### [Aim]
Show every line of the records that contains the word "hand", copying each such line in full.

** start of Data **

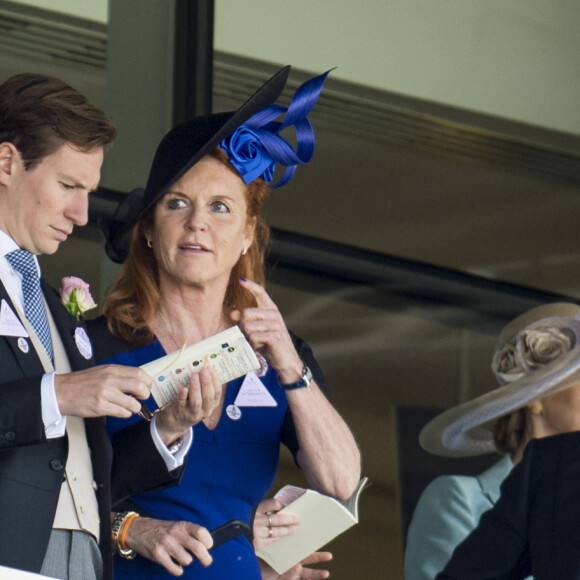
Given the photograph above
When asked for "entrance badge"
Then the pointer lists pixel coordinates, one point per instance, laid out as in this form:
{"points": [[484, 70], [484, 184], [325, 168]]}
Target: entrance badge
{"points": [[23, 345], [233, 412], [10, 325], [253, 393], [83, 343]]}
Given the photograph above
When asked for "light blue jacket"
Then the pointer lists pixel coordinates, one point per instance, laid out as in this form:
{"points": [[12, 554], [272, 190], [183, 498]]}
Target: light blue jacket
{"points": [[447, 511]]}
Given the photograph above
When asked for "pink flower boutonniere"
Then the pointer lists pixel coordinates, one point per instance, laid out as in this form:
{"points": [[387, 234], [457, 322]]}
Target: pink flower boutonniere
{"points": [[76, 296]]}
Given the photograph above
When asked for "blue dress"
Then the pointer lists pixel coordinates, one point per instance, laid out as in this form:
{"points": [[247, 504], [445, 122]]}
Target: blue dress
{"points": [[229, 471]]}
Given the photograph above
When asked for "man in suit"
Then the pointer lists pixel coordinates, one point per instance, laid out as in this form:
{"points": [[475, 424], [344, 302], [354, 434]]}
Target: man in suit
{"points": [[57, 474]]}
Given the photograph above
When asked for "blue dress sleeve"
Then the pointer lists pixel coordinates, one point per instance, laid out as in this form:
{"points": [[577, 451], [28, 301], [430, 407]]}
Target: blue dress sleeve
{"points": [[448, 510]]}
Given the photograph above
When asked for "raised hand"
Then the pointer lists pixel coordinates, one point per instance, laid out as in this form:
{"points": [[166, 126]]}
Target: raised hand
{"points": [[266, 331]]}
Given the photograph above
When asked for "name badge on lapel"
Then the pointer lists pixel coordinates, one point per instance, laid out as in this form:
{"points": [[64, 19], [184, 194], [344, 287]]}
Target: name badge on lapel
{"points": [[253, 393], [10, 324]]}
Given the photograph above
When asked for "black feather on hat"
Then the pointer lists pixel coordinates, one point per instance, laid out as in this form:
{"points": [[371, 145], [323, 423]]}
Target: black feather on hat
{"points": [[180, 149]]}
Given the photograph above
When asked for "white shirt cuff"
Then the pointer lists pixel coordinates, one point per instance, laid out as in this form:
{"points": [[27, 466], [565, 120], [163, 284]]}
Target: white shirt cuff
{"points": [[171, 461], [54, 421]]}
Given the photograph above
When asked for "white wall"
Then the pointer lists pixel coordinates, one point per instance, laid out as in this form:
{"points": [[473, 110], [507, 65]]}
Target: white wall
{"points": [[518, 59]]}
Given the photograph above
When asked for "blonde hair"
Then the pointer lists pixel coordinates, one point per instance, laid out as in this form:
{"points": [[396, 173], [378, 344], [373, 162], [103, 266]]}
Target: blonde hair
{"points": [[134, 296]]}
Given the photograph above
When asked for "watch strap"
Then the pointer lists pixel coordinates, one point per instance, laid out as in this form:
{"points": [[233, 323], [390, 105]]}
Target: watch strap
{"points": [[302, 382]]}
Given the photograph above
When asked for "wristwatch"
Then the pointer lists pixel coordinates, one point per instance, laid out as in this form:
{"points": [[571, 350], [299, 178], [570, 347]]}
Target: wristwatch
{"points": [[304, 380]]}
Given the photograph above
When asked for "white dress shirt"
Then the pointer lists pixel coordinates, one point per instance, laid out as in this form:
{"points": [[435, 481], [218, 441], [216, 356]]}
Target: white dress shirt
{"points": [[54, 421]]}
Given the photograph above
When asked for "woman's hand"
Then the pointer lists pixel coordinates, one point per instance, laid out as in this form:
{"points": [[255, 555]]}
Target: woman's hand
{"points": [[191, 405], [269, 525], [266, 331], [300, 571], [170, 544]]}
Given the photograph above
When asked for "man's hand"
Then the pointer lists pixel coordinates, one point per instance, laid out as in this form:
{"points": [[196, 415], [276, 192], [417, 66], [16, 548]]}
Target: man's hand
{"points": [[102, 390], [170, 544]]}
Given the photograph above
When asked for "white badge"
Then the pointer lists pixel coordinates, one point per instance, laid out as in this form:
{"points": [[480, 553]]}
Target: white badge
{"points": [[83, 342], [10, 325], [23, 345], [253, 393], [233, 412]]}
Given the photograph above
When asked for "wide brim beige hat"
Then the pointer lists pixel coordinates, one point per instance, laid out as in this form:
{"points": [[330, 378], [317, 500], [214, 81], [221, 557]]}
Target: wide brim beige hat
{"points": [[467, 430]]}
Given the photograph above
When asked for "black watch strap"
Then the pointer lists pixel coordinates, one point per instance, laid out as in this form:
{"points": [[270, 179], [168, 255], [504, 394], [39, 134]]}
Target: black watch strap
{"points": [[304, 380]]}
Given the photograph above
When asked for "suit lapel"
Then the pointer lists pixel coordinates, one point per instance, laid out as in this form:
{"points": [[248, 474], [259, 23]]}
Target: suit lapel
{"points": [[27, 359]]}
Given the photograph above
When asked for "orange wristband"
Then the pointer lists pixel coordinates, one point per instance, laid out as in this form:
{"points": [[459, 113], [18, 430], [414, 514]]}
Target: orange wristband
{"points": [[126, 525]]}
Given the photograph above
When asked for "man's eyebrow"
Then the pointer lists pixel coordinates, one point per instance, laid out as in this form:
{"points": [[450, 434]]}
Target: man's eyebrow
{"points": [[76, 183]]}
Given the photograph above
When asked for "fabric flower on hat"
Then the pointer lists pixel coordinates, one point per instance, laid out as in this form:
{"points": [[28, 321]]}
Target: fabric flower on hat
{"points": [[76, 296], [530, 350], [248, 156]]}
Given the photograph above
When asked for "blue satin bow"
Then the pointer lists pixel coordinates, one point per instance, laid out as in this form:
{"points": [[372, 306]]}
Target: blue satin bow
{"points": [[256, 147]]}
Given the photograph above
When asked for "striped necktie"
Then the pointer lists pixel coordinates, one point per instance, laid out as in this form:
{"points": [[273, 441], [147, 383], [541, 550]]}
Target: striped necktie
{"points": [[23, 262]]}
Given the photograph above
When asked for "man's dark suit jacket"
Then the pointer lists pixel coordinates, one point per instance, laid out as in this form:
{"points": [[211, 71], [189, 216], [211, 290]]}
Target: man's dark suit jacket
{"points": [[32, 467], [534, 528]]}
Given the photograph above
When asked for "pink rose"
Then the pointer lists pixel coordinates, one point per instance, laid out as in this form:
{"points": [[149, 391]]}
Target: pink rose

** end of Data **

### [Output for this task]
When asked for "raised hand"
Target: raised hand
When asked for "woman's hand"
Target: woman's hand
When asked for "man's hand"
Target: man's hand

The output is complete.